== What is being asked ==
Count the lines in the data below that contain the string "front". Give only the number.

== Data entries ==

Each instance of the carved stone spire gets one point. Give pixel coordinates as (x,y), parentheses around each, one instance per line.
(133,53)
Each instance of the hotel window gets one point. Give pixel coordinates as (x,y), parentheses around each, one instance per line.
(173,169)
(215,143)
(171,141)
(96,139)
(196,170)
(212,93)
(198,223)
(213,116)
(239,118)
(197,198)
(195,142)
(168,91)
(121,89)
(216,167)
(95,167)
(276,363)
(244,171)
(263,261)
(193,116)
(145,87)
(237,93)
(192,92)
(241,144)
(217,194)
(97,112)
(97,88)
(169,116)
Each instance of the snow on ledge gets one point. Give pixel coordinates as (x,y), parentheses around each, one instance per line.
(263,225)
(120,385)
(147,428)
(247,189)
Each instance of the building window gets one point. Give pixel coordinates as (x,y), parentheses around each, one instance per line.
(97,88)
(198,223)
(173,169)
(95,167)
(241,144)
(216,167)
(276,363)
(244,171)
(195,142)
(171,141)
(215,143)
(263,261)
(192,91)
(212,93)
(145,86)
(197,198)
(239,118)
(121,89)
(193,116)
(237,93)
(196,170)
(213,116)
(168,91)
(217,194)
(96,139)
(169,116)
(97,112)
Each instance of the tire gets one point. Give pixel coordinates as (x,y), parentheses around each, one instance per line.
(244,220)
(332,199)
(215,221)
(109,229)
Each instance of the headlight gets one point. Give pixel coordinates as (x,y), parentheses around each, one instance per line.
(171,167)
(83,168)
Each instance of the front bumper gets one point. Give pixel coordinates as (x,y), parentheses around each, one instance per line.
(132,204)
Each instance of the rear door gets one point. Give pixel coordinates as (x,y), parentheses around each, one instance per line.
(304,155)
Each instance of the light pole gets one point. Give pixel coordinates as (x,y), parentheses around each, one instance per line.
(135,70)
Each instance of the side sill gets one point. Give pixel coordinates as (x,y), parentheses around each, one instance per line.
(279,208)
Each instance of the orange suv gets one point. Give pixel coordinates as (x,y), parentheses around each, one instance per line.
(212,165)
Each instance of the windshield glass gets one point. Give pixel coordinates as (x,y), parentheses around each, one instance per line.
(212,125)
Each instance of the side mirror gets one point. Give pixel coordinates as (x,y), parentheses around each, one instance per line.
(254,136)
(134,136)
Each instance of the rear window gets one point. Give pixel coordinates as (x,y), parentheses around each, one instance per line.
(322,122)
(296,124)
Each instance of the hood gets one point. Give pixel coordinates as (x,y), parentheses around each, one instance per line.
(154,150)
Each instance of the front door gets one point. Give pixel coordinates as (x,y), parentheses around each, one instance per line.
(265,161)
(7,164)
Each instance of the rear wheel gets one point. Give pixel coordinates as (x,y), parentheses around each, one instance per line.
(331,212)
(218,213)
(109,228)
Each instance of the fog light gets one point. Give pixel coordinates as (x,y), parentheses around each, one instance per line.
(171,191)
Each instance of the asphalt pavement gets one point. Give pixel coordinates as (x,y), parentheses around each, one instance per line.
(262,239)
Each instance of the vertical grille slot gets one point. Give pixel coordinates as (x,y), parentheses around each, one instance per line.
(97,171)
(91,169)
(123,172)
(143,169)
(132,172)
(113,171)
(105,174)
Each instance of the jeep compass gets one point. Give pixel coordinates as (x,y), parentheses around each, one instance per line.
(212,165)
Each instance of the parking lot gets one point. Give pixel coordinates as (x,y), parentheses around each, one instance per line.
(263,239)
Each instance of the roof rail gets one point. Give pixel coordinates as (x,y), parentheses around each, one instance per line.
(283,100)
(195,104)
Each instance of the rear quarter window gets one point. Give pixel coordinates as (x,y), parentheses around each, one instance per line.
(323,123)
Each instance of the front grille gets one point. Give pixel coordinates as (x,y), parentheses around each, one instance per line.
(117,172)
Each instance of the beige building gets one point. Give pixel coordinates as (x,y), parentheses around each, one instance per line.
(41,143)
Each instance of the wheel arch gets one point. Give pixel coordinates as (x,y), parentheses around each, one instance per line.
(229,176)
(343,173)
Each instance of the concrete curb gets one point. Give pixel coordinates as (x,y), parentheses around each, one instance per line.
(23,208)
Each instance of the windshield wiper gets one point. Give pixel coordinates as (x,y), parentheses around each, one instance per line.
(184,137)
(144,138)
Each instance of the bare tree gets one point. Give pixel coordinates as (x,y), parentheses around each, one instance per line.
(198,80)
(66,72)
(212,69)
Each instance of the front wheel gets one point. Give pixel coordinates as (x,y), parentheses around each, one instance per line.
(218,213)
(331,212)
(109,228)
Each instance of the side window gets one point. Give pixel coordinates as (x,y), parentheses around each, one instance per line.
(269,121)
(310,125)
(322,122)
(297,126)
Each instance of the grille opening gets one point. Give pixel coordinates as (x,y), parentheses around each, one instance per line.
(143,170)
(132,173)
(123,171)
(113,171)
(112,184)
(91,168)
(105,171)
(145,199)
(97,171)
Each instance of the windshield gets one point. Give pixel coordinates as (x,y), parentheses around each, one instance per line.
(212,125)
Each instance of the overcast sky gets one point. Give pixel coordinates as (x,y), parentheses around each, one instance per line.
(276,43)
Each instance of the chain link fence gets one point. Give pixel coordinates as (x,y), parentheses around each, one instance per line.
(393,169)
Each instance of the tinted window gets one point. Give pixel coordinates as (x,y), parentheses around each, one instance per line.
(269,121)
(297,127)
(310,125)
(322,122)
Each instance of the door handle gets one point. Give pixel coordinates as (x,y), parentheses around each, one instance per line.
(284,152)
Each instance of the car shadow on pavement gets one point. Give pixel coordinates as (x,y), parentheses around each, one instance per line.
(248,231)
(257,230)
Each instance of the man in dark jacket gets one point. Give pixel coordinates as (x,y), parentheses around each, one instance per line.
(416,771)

---

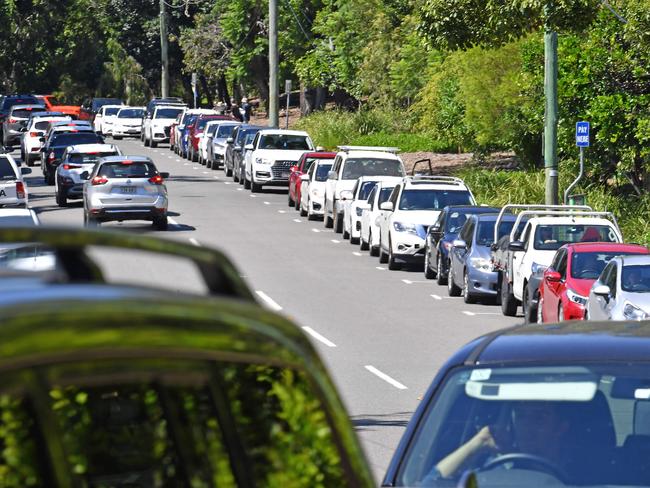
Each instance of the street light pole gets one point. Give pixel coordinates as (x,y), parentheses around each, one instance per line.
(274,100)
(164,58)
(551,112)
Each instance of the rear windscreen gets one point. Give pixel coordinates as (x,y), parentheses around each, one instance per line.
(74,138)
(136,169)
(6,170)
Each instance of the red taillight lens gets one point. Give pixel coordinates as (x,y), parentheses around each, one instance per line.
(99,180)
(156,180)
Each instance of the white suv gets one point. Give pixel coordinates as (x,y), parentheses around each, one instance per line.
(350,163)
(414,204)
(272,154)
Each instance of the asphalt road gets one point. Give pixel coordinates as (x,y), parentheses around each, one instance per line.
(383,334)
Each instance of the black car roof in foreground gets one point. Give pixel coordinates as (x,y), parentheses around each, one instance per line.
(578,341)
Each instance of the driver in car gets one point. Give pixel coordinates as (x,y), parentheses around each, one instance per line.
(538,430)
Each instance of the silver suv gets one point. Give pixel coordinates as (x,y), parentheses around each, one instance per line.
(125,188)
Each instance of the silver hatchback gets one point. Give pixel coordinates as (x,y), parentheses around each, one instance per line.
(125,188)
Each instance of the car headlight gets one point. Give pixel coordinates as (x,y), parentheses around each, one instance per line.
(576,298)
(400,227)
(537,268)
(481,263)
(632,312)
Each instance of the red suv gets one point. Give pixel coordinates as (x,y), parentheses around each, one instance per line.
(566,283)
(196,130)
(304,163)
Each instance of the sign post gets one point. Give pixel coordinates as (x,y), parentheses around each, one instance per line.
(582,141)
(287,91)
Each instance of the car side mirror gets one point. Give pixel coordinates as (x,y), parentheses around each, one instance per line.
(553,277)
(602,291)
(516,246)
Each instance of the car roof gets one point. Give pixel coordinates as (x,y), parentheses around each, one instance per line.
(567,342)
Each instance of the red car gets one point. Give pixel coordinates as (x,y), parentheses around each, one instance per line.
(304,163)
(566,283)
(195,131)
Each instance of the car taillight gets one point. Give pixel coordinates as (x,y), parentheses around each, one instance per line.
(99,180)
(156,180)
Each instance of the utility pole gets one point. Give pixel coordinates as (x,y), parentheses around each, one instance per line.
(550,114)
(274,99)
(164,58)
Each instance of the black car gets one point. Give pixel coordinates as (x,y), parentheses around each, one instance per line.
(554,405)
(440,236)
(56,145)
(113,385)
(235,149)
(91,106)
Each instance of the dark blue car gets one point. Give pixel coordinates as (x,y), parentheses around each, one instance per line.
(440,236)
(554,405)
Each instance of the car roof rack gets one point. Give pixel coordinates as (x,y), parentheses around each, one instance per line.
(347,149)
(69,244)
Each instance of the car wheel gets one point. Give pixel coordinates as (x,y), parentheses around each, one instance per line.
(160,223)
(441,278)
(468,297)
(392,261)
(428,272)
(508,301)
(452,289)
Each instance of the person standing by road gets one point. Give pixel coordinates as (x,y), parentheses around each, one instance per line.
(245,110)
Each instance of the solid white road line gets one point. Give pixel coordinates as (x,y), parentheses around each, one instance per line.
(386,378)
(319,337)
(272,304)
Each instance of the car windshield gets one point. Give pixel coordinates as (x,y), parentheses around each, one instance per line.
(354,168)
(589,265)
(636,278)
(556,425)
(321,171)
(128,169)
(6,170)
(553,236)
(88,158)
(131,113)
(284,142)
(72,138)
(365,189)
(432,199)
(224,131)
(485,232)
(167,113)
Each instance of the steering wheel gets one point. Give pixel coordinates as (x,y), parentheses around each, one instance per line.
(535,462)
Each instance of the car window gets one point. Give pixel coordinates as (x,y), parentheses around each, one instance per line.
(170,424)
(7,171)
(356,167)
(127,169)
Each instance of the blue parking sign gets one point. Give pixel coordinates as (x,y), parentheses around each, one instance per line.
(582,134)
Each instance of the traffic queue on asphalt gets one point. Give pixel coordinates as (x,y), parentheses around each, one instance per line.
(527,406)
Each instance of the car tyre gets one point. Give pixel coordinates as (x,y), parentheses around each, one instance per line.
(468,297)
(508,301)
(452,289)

== Output below ==
4